Instructions to follow :: Format the lines of the items below as a Markdown table with the columns Row and Line, numbering each row and skipping blank lines. Leave the pictures out of the answer.

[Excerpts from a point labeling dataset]

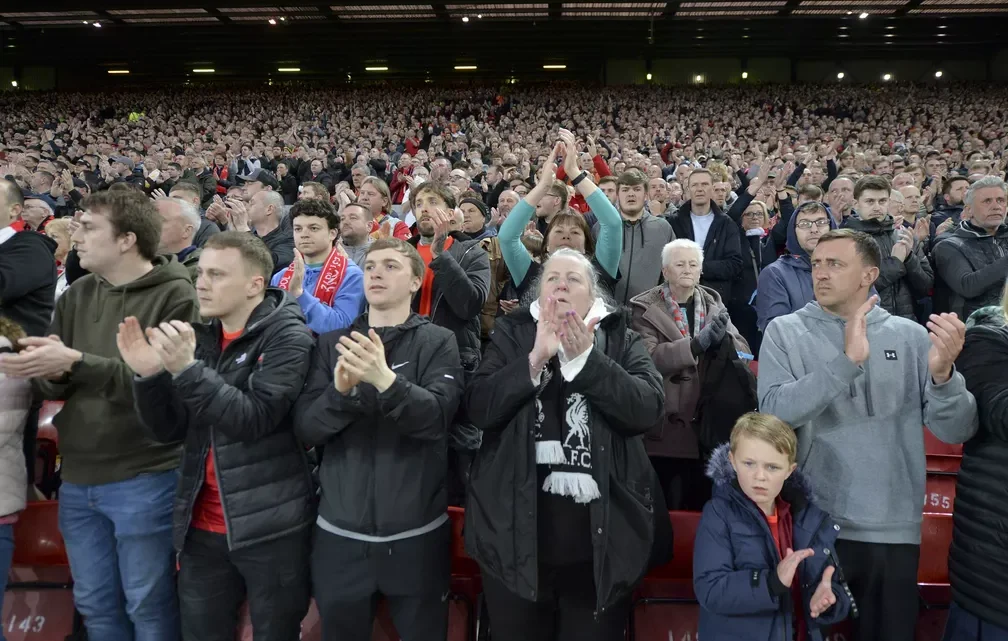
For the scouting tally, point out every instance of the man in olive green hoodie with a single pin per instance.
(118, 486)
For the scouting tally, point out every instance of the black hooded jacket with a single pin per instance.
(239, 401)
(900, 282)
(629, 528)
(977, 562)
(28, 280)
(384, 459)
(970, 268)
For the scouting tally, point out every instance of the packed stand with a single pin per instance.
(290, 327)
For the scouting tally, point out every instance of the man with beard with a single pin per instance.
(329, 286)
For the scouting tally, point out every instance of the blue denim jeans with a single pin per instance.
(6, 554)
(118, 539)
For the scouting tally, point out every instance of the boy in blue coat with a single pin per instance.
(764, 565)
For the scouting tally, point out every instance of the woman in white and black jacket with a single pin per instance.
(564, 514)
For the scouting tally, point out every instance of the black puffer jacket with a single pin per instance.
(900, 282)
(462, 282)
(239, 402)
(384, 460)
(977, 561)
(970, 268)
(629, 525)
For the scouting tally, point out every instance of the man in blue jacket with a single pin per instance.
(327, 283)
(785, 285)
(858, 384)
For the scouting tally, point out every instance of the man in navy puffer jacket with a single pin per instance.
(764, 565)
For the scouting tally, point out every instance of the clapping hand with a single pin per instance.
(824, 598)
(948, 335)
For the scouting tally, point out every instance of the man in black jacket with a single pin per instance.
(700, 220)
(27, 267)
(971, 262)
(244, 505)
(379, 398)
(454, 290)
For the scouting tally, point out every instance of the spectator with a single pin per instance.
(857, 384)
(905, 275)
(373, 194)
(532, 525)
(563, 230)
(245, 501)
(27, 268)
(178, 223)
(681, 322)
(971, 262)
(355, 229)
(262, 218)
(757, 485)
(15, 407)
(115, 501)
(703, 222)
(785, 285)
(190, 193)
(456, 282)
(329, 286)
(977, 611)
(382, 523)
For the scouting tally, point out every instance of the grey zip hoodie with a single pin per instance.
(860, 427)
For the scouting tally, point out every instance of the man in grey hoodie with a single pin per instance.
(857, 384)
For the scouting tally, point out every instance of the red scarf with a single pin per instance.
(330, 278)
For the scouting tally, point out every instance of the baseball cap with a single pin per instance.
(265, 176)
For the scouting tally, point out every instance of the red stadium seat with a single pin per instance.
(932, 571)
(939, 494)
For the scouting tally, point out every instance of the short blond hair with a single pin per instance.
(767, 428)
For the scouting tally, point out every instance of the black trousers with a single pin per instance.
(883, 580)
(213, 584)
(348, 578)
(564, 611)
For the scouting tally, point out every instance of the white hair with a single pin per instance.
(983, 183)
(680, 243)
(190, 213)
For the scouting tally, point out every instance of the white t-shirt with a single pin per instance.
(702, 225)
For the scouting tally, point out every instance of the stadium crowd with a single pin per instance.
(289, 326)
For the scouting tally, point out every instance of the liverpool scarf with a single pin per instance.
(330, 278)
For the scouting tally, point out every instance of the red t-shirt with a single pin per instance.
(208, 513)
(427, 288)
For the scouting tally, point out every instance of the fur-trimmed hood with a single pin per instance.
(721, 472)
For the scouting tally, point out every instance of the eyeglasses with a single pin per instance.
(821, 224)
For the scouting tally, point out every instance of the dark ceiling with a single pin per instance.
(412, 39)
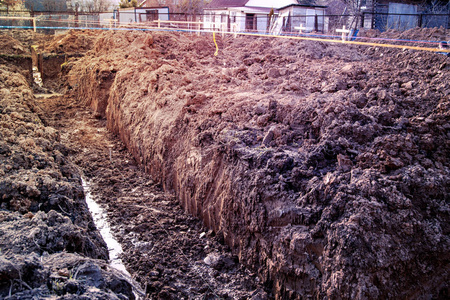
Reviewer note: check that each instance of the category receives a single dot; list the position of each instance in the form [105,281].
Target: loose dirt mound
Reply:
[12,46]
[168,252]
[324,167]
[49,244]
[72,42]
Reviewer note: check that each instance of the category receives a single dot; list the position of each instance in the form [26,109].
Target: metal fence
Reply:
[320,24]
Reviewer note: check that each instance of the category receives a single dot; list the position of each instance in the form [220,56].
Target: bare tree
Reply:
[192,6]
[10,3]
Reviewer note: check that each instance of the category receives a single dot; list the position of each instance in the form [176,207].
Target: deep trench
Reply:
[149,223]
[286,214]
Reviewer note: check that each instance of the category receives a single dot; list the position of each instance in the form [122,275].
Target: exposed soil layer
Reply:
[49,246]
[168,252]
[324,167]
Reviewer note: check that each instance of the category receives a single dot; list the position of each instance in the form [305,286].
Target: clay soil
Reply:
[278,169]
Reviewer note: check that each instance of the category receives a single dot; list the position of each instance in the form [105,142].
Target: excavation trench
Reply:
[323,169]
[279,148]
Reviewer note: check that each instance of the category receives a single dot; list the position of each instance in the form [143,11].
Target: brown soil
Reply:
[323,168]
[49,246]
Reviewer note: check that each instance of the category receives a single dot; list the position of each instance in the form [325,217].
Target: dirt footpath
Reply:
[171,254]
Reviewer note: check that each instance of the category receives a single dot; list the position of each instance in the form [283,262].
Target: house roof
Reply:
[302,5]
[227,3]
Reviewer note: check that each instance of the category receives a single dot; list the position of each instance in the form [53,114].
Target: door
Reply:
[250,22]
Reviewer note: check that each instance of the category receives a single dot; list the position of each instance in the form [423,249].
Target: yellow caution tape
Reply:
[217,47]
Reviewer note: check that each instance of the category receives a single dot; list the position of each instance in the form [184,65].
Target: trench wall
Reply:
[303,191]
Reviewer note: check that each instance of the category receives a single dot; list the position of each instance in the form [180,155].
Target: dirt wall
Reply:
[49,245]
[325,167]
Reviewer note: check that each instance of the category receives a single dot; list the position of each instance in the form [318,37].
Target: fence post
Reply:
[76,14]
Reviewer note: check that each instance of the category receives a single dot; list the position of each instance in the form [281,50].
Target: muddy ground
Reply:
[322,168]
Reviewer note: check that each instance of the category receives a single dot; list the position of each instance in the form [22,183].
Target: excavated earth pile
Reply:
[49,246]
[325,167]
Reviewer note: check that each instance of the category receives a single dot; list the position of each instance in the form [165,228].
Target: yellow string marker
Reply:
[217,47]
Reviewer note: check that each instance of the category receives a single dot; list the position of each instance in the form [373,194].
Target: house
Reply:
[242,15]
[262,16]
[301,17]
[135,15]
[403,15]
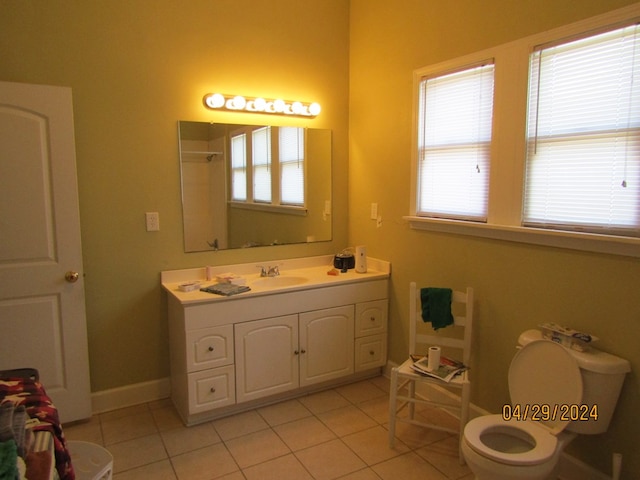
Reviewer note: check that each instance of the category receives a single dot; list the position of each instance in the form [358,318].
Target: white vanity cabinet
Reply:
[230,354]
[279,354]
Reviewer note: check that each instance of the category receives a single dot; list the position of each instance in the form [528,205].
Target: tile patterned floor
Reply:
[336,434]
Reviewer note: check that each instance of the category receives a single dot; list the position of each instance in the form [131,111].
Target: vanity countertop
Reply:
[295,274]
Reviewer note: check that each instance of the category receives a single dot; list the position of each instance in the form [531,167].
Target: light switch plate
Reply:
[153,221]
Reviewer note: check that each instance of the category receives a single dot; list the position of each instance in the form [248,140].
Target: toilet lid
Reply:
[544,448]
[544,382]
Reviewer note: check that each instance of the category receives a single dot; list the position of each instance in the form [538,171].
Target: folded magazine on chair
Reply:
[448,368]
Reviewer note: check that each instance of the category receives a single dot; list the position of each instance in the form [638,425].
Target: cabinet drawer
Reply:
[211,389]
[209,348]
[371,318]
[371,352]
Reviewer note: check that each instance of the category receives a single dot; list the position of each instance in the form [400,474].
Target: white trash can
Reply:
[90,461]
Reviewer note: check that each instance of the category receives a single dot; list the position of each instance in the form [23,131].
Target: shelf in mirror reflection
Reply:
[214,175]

Correct answer ::
| Row | Line |
|---|---|
| 1 | For the scouting tally, point out every instance of the man in olive green hoodie with a single pin per instance. |
| 2 | (118, 486) |
| 3 | For the scouting tally, point out every instance of the black hooded jacket with a single pin per instance. |
| 4 | (239, 401) |
| 5 | (900, 282) |
| 6 | (629, 528) |
| 7 | (977, 562) |
| 8 | (28, 280) |
| 9 | (384, 459) |
| 10 | (970, 268) |
| 11 | For the scouting tally, point out every instance of the packed stand with a single pin per instance. |
| 12 | (290, 327) |
| 13 | For the scouting tally, point out every instance of the man with beard with a single pin per instance. |
| 14 | (329, 286) |
| 15 | For the scouting tally, point out every instance of the blue denim jeans with a single pin per instance. |
| 16 | (6, 554) |
| 17 | (118, 539) |
| 18 | For the scouting tally, point out every instance of the boy in blue coat with a single pin per instance. |
| 19 | (764, 565) |
| 20 | For the scouting tally, point out every instance of the woman in white and black jacket with a single pin per instance. |
| 21 | (564, 514) |
| 22 | For the scouting tally, point out every instance of the black puffer jacket with a single pin per instance. |
| 23 | (900, 282) |
| 24 | (462, 282) |
| 25 | (239, 402) |
| 26 | (384, 460) |
| 27 | (977, 561) |
| 28 | (970, 268) |
| 29 | (629, 525) |
| 30 | For the scouting tally, point out every instance of the man in blue jacket with a single pin per instance. |
| 31 | (327, 283) |
| 32 | (785, 285) |
| 33 | (858, 384) |
| 34 | For the scouting tally, point out every instance of the man in navy puffer jacket with a single pin per instance. |
| 35 | (764, 565) |
| 36 | For the scouting tally, point out every instance of the clapping hand with a single pin per instance. |
| 37 | (824, 598) |
| 38 | (948, 335) |
| 39 | For the scouting tally, point out every instance of the man in black jacket with a single pin per instance. |
| 40 | (700, 220) |
| 41 | (27, 267) |
| 42 | (971, 262) |
| 43 | (244, 505) |
| 44 | (379, 398) |
| 45 | (454, 290) |
| 46 | For the scouting tally, point out every instance of the spectator with a single pin per instance. |
| 47 | (857, 384) |
| 48 | (905, 275) |
| 49 | (373, 194) |
| 50 | (532, 525) |
| 51 | (563, 230) |
| 52 | (245, 501) |
| 53 | (27, 268) |
| 54 | (178, 223) |
| 55 | (681, 322) |
| 56 | (971, 262) |
| 57 | (355, 229) |
| 58 | (262, 218) |
| 59 | (757, 485) |
| 60 | (15, 407) |
| 61 | (115, 501) |
| 62 | (703, 222) |
| 63 | (785, 285) |
| 64 | (190, 193) |
| 65 | (456, 282) |
| 66 | (329, 286) |
| 67 | (977, 611) |
| 68 | (382, 523) |
| 69 | For the scouting tally, point out every instance of the grey zip hoodie with a single pin per instance. |
| 70 | (860, 427) |
| 71 | For the scouting tally, point out every instance of the man in grey hoodie with a single pin per instance. |
| 72 | (857, 384) |
| 73 | For the scouting tally, point out every instance of the red scarf with a single pin per instance. |
| 74 | (330, 278) |
| 75 | For the scouting tally, point out every instance of the baseball cap with a single pin per instance. |
| 76 | (265, 176) |
| 77 | For the scouting tally, point out every instance of the red stadium seat with a single pin per instance. |
| 78 | (932, 571) |
| 79 | (939, 494) |
| 80 | For the scouting tally, point out every instance of the short blond hair with a single pin per instance. |
| 81 | (767, 428) |
| 82 | For the scouting tally, point out every instance of the black trousers with a single pin per instance. |
| 83 | (883, 580) |
| 84 | (213, 584) |
| 85 | (348, 578) |
| 86 | (564, 611) |
| 87 | For the scouting tally, point out every instance of the white hair with a single pin per instance. |
| 88 | (983, 183) |
| 89 | (680, 243) |
| 90 | (190, 213) |
| 91 | For the scouting tally, point out every instance of the white t-shirt with a single pin per instance. |
| 92 | (702, 225) |
| 93 | For the scouting tally, point out every instance of the stadium crowd with a single pin per instance. |
| 94 | (289, 326) |
| 95 | For the scouting tally, point out every instance of the liverpool scarf with a single pin per instance. |
| 96 | (330, 278) |
| 97 | For the scouting tally, point out every instance of the red t-shirt with a single pin per instance. |
| 98 | (208, 513) |
| 99 | (427, 288) |
| 100 | For the scouting tally, point out every instance of the fur-trimmed hood with a single pin per instance. |
| 101 | (721, 472) |
| 102 | For the scouting tally, point out every instance of the eyeglasses with a single pin per instance. |
| 103 | (821, 224) |
| 104 | For the scouting tally, point out every instance of the dark ceiling with a single pin per instance. |
| 105 | (412, 39) |
| 106 | Reviewer note: check that each instance of the category receives a single dot; list the position of each instance in the form [105,281]. |
| 107 | Target: loose dirt mound |
| 108 | Reply: |
| 109 | [12,46] |
| 110 | [168,252] |
| 111 | [324,167] |
| 112 | [49,244] |
| 113 | [72,42] |
| 114 | Reviewer note: check that each instance of the category receives a single dot; list the position of each instance in the form [26,109]. |
| 115 | Target: metal fence |
| 116 | Reply: |
| 117 | [320,24] |
| 118 | Reviewer note: check that each instance of the category receives a single dot; list the position of each instance in the form [220,56]. |
| 119 | Target: bare tree |
| 120 | Reply: |
| 121 | [192,6] |
| 122 | [10,3] |
| 123 | Reviewer note: check that each instance of the category receives a single dot; list the position of each instance in the form [176,207]. |
| 124 | Target: deep trench |
| 125 | Reply: |
| 126 | [149,223] |
| 127 | [286,214] |
| 128 | Reviewer note: check that each instance of the category receives a single dot; list the position of each instance in the form [122,275]. |
| 129 | Target: exposed soil layer |
| 130 | Reply: |
| 131 | [49,246] |
| 132 | [168,252] |
| 133 | [324,167] |
| 134 | Reviewer note: check that each instance of the category receives a single dot; list the position of each instance in the form [305,286]. |
| 135 | Target: clay soil |
| 136 | Reply: |
| 137 | [278,169] |
| 138 | Reviewer note: check that each instance of the category receives a single dot; list the position of each instance in the form [105,142]. |
| 139 | Target: excavation trench |
| 140 | Reply: |
| 141 | [323,169] |
| 142 | [279,148] |
| 143 | Reviewer note: check that each instance of the category receives a single dot; list the position of each instance in the form [143,11]. |
| 144 | Target: brown soil |
| 145 | Reply: |
| 146 | [323,168] |
| 147 | [49,246] |
| 148 | Reviewer note: check that each instance of the category receives a single dot; list the position of each instance in the form [325,217]. |
| 149 | Target: dirt footpath |
| 150 | Reply: |
| 151 | [171,254] |
| 152 | Reviewer note: check that each instance of the category receives a single dot; list the position of each instance in the form [283,262]. |
| 153 | Target: house roof |
| 154 | Reply: |
| 155 | [302,5] |
| 156 | [227,3] |
| 157 | Reviewer note: check that each instance of the category receives a single dot; list the position of each instance in the form [53,114]. |
| 158 | Target: door |
| 159 | Reply: |
| 160 | [250,22] |
| 161 | Reviewer note: check that each instance of the category receives a single dot; list the position of each instance in the form [423,249]. |
| 162 | Target: yellow caution tape |
| 163 | Reply: |
| 164 | [217,47] |
| 165 | Reviewer note: check that each instance of the category receives a single dot; list the position of each instance in the form [184,65]. |
| 166 | Target: trench wall |
| 167 | Reply: |
| 168 | [303,191] |
| 169 | Reviewer note: check that each instance of the category receives a single dot; list the position of each instance in the form [180,155]. |
| 170 | Target: dirt wall |
| 171 | Reply: |
| 172 | [49,245] |
| 173 | [325,167] |
| 174 | Reviewer note: check that each instance of the category receives a single dot; list the position of each instance in the form [318,37]. |
| 175 | Target: fence post |
| 176 | Reply: |
| 177 | [76,14] |
| 178 | Reviewer note: check that each instance of the category receives a single dot; list the position of each instance in the form [281,50]. |
| 179 | Target: muddy ground |
| 180 | Reply: |
| 181 | [322,168] |
| 182 | Reviewer note: check that each instance of the category receives a single dot; list the position of each instance in the form [22,183]. |
| 183 | Target: excavated earth pile |
| 184 | Reply: |
| 185 | [49,246] |
| 186 | [325,167] |
| 187 | Reviewer note: check that each instance of the category receives a single dot; list the position of each instance in the form [165,228]. |
| 188 | Target: yellow string marker |
| 189 | Reply: |
| 190 | [217,47] |
| 191 | Reviewer note: check that each instance of the category receives a single dot; list the position of each instance in the form [373,194]. |
| 192 | Target: house |
| 193 | Reply: |
| 194 | [242,15] |
| 195 | [262,16] |
| 196 | [301,17] |
| 197 | [135,15] |
| 198 | [403,15] |
| 199 | Reviewer note: check that each instance of the category receives a single dot; list the position of each instance in the form [358,318]. |
| 200 | Target: white vanity cabinet |
| 201 | Reply: |
| 202 | [230,354] |
| 203 | [279,354] |
| 204 | Reviewer note: check that each instance of the category receives a single dot; list the position of each instance in the form [528,205]. |
| 205 | Target: tile patterned floor |
| 206 | Reply: |
| 207 | [336,434] |
| 208 | Reviewer note: check that each instance of the category receives a single dot; list the position of each instance in the form [131,111]. |
| 209 | Target: vanity countertop |
| 210 | Reply: |
| 211 | [295,274] |
| 212 | Reviewer note: check that each instance of the category receives a single dot; list the position of each instance in the form [531,167]. |
| 213 | Target: light switch plate |
| 214 | Reply: |
| 215 | [153,221] |
| 216 | Reviewer note: check that each instance of the category receives a single dot; list the position of each instance in the form [248,140]. |
| 217 | Target: toilet lid |
| 218 | Reply: |
| 219 | [544,448] |
| 220 | [544,382] |
| 221 | Reviewer note: check that each instance of the category receives a single dot; list the position of each instance in the form [538,171]. |
| 222 | Target: folded magazine on chair |
| 223 | Reply: |
| 224 | [448,368] |
| 225 | Reviewer note: check that each instance of the category receives a single dot; list the position of each instance in the form [638,425]. |
| 226 | Target: cabinet drawer |
| 227 | Reply: |
| 228 | [211,389] |
| 229 | [209,348] |
| 230 | [371,318] |
| 231 | [371,352] |
| 232 | Reviewer note: check that each instance of the category receives a single dot; list the position of each instance in the form [400,474]. |
| 233 | Target: white trash can |
| 234 | Reply: |
| 235 | [90,461] |
| 236 | Reviewer note: check that each instance of the category receives a single dot; list the position of each instance in the form [23,131]. |
| 237 | Target: shelf in mirror reflection |
| 238 | Reply: |
| 239 | [214,175] |